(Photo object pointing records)
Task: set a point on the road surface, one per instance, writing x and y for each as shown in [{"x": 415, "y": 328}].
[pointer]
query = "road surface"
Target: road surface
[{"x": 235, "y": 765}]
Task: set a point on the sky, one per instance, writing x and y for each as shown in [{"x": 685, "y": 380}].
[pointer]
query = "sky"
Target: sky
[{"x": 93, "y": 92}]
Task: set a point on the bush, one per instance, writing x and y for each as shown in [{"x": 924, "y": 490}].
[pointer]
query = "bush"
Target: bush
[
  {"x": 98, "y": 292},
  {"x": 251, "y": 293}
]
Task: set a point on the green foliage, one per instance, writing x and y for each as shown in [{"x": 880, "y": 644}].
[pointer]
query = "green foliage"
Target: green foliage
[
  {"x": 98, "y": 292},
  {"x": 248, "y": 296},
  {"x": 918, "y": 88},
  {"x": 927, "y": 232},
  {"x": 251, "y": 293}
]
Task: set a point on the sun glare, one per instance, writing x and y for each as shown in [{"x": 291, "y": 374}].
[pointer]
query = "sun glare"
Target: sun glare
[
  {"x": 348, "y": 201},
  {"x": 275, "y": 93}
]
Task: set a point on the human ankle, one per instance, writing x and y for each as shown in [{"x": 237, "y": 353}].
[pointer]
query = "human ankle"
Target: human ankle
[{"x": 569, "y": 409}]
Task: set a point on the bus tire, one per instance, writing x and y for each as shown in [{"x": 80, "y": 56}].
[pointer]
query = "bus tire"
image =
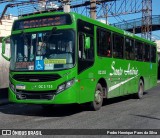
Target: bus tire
[
  {"x": 98, "y": 98},
  {"x": 140, "y": 89}
]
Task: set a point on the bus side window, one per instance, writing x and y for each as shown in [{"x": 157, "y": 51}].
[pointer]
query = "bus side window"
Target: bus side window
[
  {"x": 81, "y": 46},
  {"x": 139, "y": 51},
  {"x": 118, "y": 43},
  {"x": 104, "y": 43}
]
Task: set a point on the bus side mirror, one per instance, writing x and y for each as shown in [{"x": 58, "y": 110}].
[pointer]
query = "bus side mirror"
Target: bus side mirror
[
  {"x": 87, "y": 42},
  {"x": 4, "y": 54}
]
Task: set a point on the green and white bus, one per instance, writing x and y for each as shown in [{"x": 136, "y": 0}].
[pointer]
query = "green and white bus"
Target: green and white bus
[{"x": 64, "y": 58}]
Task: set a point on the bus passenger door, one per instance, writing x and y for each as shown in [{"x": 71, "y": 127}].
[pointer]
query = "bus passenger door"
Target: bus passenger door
[{"x": 85, "y": 69}]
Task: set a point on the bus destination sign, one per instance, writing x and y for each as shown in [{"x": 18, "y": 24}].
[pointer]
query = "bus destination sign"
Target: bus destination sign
[{"x": 42, "y": 22}]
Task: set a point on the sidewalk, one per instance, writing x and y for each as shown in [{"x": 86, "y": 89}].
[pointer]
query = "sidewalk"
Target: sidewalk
[{"x": 4, "y": 96}]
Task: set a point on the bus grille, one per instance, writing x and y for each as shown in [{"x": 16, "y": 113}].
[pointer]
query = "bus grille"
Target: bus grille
[
  {"x": 36, "y": 77},
  {"x": 27, "y": 95}
]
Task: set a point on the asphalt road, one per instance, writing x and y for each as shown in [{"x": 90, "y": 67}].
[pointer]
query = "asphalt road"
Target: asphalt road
[{"x": 118, "y": 113}]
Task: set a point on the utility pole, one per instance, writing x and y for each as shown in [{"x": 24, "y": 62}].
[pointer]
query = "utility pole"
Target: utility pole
[
  {"x": 146, "y": 19},
  {"x": 93, "y": 9}
]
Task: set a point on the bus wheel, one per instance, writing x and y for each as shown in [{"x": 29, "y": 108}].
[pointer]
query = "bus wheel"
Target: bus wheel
[
  {"x": 98, "y": 98},
  {"x": 140, "y": 89}
]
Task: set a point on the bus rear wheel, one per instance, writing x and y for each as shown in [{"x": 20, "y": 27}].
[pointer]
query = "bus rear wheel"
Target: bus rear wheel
[
  {"x": 98, "y": 98},
  {"x": 140, "y": 89}
]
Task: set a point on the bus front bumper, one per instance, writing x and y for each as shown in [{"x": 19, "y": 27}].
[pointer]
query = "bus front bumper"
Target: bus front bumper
[{"x": 67, "y": 96}]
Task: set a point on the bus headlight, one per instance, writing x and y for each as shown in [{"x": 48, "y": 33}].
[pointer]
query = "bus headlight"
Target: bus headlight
[
  {"x": 12, "y": 86},
  {"x": 65, "y": 85}
]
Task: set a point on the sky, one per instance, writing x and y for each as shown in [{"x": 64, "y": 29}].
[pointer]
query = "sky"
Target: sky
[{"x": 155, "y": 11}]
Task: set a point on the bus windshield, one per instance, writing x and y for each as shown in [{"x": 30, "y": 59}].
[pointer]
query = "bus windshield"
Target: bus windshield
[{"x": 49, "y": 50}]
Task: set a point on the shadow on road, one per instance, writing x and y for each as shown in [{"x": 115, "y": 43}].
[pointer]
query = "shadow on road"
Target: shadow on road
[
  {"x": 57, "y": 110},
  {"x": 145, "y": 116}
]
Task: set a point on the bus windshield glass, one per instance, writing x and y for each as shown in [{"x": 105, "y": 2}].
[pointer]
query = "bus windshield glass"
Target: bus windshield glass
[{"x": 51, "y": 50}]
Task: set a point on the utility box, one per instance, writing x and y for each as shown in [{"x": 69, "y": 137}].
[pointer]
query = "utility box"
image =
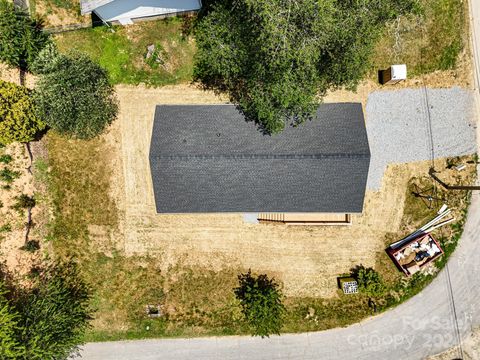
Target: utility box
[{"x": 394, "y": 74}]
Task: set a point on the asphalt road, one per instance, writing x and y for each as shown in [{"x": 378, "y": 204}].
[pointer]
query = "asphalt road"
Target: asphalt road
[{"x": 431, "y": 322}]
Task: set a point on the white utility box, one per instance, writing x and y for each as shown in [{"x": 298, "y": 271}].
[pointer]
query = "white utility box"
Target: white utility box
[{"x": 394, "y": 74}]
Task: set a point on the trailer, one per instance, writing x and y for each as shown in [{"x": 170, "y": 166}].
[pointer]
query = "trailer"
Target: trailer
[{"x": 415, "y": 253}]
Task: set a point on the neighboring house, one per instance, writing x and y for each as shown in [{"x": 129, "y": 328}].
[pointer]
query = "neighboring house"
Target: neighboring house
[
  {"x": 208, "y": 159},
  {"x": 128, "y": 11}
]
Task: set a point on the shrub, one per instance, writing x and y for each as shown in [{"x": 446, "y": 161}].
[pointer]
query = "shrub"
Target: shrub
[
  {"x": 5, "y": 159},
  {"x": 49, "y": 317},
  {"x": 8, "y": 176},
  {"x": 31, "y": 246},
  {"x": 18, "y": 120},
  {"x": 21, "y": 37},
  {"x": 261, "y": 301},
  {"x": 369, "y": 281},
  {"x": 24, "y": 201},
  {"x": 73, "y": 94}
]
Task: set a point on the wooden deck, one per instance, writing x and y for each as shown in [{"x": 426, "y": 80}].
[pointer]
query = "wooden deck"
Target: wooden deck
[{"x": 306, "y": 218}]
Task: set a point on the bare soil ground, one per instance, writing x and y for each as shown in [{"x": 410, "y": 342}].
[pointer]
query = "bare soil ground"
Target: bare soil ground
[
  {"x": 17, "y": 260},
  {"x": 306, "y": 259}
]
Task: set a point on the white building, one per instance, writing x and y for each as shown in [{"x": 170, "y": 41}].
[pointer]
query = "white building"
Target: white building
[{"x": 127, "y": 11}]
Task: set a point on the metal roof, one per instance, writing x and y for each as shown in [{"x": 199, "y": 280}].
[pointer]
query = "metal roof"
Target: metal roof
[
  {"x": 87, "y": 6},
  {"x": 207, "y": 158}
]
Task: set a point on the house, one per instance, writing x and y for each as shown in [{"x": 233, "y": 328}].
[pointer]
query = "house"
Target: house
[
  {"x": 208, "y": 159},
  {"x": 126, "y": 12}
]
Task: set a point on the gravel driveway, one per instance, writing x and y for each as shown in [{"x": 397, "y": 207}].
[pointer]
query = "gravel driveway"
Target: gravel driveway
[{"x": 398, "y": 127}]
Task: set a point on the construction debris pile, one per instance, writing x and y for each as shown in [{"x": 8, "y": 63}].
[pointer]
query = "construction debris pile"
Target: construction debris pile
[{"x": 419, "y": 248}]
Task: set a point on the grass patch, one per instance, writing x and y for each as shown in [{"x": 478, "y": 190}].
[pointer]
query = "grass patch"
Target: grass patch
[
  {"x": 123, "y": 51},
  {"x": 425, "y": 43},
  {"x": 195, "y": 301}
]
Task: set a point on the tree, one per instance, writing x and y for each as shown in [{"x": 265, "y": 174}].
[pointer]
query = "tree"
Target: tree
[
  {"x": 47, "y": 319},
  {"x": 18, "y": 120},
  {"x": 21, "y": 37},
  {"x": 73, "y": 94},
  {"x": 276, "y": 59},
  {"x": 261, "y": 301},
  {"x": 369, "y": 281}
]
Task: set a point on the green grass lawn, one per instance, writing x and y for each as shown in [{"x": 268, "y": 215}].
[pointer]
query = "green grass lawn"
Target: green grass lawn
[
  {"x": 197, "y": 301},
  {"x": 425, "y": 43},
  {"x": 122, "y": 51}
]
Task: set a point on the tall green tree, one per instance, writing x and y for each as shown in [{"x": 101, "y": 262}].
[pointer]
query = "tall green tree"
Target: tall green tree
[
  {"x": 261, "y": 301},
  {"x": 73, "y": 94},
  {"x": 277, "y": 58},
  {"x": 21, "y": 37},
  {"x": 18, "y": 120}
]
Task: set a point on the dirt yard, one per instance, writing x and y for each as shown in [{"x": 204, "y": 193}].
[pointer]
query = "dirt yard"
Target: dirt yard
[{"x": 306, "y": 259}]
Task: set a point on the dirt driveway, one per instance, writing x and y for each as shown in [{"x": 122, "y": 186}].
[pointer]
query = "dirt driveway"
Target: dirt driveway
[{"x": 306, "y": 259}]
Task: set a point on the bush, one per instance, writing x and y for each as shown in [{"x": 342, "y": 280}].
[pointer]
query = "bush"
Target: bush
[
  {"x": 261, "y": 301},
  {"x": 369, "y": 281},
  {"x": 48, "y": 318},
  {"x": 31, "y": 246},
  {"x": 8, "y": 176},
  {"x": 21, "y": 37},
  {"x": 24, "y": 202},
  {"x": 5, "y": 159},
  {"x": 18, "y": 120},
  {"x": 73, "y": 94}
]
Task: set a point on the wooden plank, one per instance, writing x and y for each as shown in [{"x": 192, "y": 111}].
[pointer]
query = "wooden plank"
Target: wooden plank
[{"x": 306, "y": 218}]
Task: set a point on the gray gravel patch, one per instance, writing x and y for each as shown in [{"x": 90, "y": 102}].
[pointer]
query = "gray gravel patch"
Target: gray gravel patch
[{"x": 399, "y": 132}]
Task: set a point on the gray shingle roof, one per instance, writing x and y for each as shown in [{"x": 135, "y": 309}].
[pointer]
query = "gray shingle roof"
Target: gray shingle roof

### Set exercise
Only the lines from the one containing "Task: set a point on the tall" to the end of the listing belong in the output, each reproduced exactly.

### Answer to this exercise
Task: set a point on the tall green tree, one per instance, writing x and y for each as shown in [{"x": 101, "y": 262}].
[pointer]
query = "tall green tree"
Target: tall green tree
[
  {"x": 261, "y": 301},
  {"x": 73, "y": 94},
  {"x": 277, "y": 58},
  {"x": 21, "y": 37},
  {"x": 18, "y": 120}
]
Task: set a point on the dirt yard, one per instance, writing x and y for each as shown in [{"x": 204, "y": 193}].
[pointer]
query = "dirt yard"
Target: dirt yard
[{"x": 306, "y": 259}]
Task: set a point on the dirt driveway, one per instance, writing x and y for each as shown in [{"x": 122, "y": 186}].
[pointer]
query = "dirt driveway"
Target: dirt driveway
[{"x": 306, "y": 259}]
Task: set a point on the bush, one per instance, writing x and y for each as shown in [{"x": 342, "y": 280}].
[pointer]
query = "bush"
Target: bush
[
  {"x": 261, "y": 301},
  {"x": 369, "y": 281},
  {"x": 48, "y": 318},
  {"x": 31, "y": 246},
  {"x": 8, "y": 176},
  {"x": 21, "y": 37},
  {"x": 24, "y": 202},
  {"x": 5, "y": 159},
  {"x": 18, "y": 120},
  {"x": 73, "y": 94}
]
Task: set a point on the wooden plank, one per instance, writing x and y for each as shown in [{"x": 192, "y": 111}].
[pointer]
query = "wooden plank"
Target: wooden plank
[{"x": 306, "y": 218}]
Task: set a point on the gray gravel patch, one per instance, writing x and y for each as shown in [{"x": 90, "y": 102}].
[pointer]
query = "gray gravel patch"
Target: gray gravel patch
[{"x": 399, "y": 132}]
Task: set a point on the gray shingle roof, one per instance, writing x and y for each as shown in [{"x": 135, "y": 309}].
[pointer]
query = "gray shingle roof"
Target: gray shingle roof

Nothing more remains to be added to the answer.